== COMPLETE THE FOLLOWING ==
(a) Answer these questions from the article on parenting on no sleep:
(i) How much sleep does the opening paragraph say you got last night?
(ii) What drink does the article suggest chasing your coffee with?
(iii) At what time does the final tip have you serve dinner?
(b) In the article on parenting on no sleep, rewrite the paragraph beginning "Turn on the TV (Duh)" as a short bulleted list that keeps its main points.

== DOCUMENT EXTRACT ==
How to Parent On No Sleep

The older kid has night terrors and the baby is teething, so you got about 15 minutes of sleep last night. You're so bleary-eyed that you'd trade a kidney for a day in bed, but that ain't happening. Because you're a mom. So how are you supposed to make it through the day without passing out on top of your children and crushing them? Try some of these proven sleep deprivation survival tactics:

Suggest a game of hide and seek. Always hide in your bed.

Chase your coffee with a 2-liter bottle of Mountain Dew. Avoid water, which will do nothing for you, unless you're spraying it at your face.

RELATED: 20 Signs You're a Sleep-Deprived Mom

Initiate imaginative play. I know, sounds exhausting, but here are the only roles for you: comatose patient in a hospital, napping baby in a family or inanimate tea party utensil, but not like the talking kind from "Beauty and the Beast." The totally silent and still kind.

Allow the kids to turn the master bedroom into a giant pillow fort. Offer to test it. Tell them to add more blankets.

Invite someone over. Literally, anyone. The refrigerator repairman will do a better job playing with your kids right now than you.

Turn on the TV (Duh). Pro tip: if you're hoping to rest your eyes, you don't want anyone whining for you to fast-forward through commercials or search for the next show. You need a series on Netflix that will automatically play every episode while you space out. "Jake and the Neverland Pirates" is probably a better choice than "Orange is the New Black," but I'm not judging.

Close the blinds, hide the clocks and yawn a lot while you serve dinner at 4:30 p.m. Is it bedtime already?

== RECORDS ==
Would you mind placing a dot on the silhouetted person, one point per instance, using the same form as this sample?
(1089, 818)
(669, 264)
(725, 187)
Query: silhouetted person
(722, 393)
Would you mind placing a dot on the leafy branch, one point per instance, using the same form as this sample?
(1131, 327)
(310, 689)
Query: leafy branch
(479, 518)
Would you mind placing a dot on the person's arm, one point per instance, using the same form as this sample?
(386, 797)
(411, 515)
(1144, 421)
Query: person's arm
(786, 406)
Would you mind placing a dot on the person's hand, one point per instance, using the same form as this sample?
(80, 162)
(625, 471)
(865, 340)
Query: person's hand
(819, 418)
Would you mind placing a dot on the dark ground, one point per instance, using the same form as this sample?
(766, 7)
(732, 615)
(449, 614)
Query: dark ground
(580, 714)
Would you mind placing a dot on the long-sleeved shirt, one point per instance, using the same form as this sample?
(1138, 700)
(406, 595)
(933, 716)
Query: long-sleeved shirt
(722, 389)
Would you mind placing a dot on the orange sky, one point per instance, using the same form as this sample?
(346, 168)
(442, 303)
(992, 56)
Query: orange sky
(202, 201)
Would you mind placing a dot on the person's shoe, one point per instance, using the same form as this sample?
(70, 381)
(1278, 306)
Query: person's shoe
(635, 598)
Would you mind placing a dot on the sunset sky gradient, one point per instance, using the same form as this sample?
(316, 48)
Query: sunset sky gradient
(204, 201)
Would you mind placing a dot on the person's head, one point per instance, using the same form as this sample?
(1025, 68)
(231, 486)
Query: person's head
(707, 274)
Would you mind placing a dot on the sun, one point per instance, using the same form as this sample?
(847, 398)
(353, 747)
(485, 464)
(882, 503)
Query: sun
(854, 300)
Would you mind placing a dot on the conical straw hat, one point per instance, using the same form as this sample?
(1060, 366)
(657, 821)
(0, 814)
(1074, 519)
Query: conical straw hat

== EXPECTED OUTPUTS ==
(a)
(i) About 15 minutes.
(ii) A 2-liter bottle of Mountain Dew.
(iii) 4:30 p.m.

(b)
- Turn on the TV.
- If you want to rest your eyes, avoid having anyone whine for you to fast-forward through commercials or find the next show.
- Pick a Netflix series that automatically plays every episode while you space out.
- "Jake and the Neverland Pirates" is probably a better choice than "Orange is the New Black."